#### [Teks Tersedia]
--------------------

Oleh : Adang Muhammad Gugun*
REPUBLIKA.CO.ID, Dalam sebuah hadis sahih, Rasulullah SAW telah mengajarkan nilai tertinggi dari amal ibadah, yaitu ber-Iman, ber-Islam dan ber-Ihsan. Amaliyah seorang manusia menjadi paripurna ketika ketiganya dilakukan secara utuh.
Seorang Muslim mestilah berupaya sungguh-sungguh agar ketiga aspek amaliyah terebut menjadi wujud. Bulan Ramadhan merupakan bulan tarbiyah (pembinaan) ketiga aspek tersebut.
Amal shaum maupun yang lain di bulan Ramadhan harus dilandasi pada keimanan. Ayat kewajiban shaum juga diawali perintah bagi orang yang beriman. Perbuatan baik tanpa iman bagai debu yang berterbangan (Al Furqon ayat 23: Kami jadikan amal-amal orang kafir bagaikan debu berterbangan).
Dalam surat Ibrahim ayat 18 disebutkan amal orang kafir laksana debu yang ditiup angin kencang. Selanjutnya dalam surat An-Nur 39, amal orang kafir dinyatakan oleh Allah SWT laksana fatamorgana. Sehebat dan sebesar apa pun dalam pandangan manusia, ketika beramal tanpa beriman merupakan kesia-siaan.
Kesadaran menjalankan shaum karena landasan iman adalah fondasi awal. Oleh karenanya beramal bukan karena banyak orang lain yang melakukannya, shaum bukan karena ikut-ikutan lingkungan di sekitar kita. Atau berbondong-bondong menuju masjid untuk menegakkan sholat tarawih karena orang lain pun berduyun-duyun ke masjid.

--------------------

#### [Catatan pelabelan wilayah]

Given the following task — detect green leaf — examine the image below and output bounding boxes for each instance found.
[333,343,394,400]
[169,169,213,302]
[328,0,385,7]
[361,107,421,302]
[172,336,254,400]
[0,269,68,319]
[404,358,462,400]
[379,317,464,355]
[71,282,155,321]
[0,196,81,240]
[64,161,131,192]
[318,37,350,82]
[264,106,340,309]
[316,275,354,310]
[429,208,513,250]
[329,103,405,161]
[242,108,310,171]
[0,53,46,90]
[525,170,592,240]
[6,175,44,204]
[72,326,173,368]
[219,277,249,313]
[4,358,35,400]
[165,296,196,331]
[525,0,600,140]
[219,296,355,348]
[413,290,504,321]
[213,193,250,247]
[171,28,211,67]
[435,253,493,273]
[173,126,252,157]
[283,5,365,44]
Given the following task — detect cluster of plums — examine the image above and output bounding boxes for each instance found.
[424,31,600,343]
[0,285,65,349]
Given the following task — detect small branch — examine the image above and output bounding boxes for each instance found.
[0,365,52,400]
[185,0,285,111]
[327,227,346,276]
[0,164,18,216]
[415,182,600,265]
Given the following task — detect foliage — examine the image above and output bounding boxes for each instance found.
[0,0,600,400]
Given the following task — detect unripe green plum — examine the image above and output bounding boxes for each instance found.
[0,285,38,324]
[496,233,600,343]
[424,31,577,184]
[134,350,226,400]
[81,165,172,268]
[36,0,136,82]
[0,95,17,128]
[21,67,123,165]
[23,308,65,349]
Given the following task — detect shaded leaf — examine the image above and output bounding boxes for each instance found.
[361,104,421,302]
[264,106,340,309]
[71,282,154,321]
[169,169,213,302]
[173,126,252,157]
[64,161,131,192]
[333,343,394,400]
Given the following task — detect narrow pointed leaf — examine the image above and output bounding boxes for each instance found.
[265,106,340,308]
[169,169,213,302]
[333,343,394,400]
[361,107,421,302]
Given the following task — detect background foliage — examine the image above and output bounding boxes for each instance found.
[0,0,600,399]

--------------------

#### [Yang Harus Dikerjakan]
Tolong teruskan tulisan tentang shaum Ramadhan yang dilandasi iman di atas, mulai setelah kalimat terakhirnya.

#### [Jawaban Berikut]
Banyak shodaqoh juga bukan sekadar terbawa arus oleh banyak orang yang manjadi dermawan di bulan ini. Rajin tadarus Alquran dan iktikaf bukan karena ikutan tren di bulan Ramadhan. Kesadaran atas keyakinan dan tarikan 'menuju' Allah yang semestinya mendorong kita melaksanakan amalan-amalan tersebut. Kita beramal karena iman kepada Allah SWT sebagai pencipta, pemelihara dan penguasa alam semesta.
Aspek kedua yang berkaitan dengan Keislamaan dalam meraih nilai beramal adalah mengikuti kaifiyat (tata cara) sesuai contoh rasulullah (‘ittiba’urrasul). Bagaimana cara shaum beliau, bagaimana shalat beliau, bagaimana cara shodaqoh/zakat beliau, cara iktikaf beliau serta ibadah-ibadah lain.
Secara bertahap dan berkesinambungan kita sempurnakan tata cara ibadah kita. Melalui kajian-kajian fikih ibadah kita tertibkan semua amal ibadah kita. Sejauh mana bentuk ritual kita selama ini dalam mecontoh apa yang dilakukan Rasulullah SAW perlu dicermati dan ditelaah. Membuat atau melakukan aturan baru dalam peribadatan maghdoh menjadikan amalan tertolak.
Aspek yang terakhir menyangkut puncak nilai amal, yaitu ihsan. Sebagaiman firman Allah SWT dalam surat Al-Mulk, ayat 2, yang menjadikan mati dan hidup supaya Dia menguji kamu, siapa di antara kamu yang paling baik amalnya (ihsan), dan Dia Maha Perkasa dan Maha Pengampun.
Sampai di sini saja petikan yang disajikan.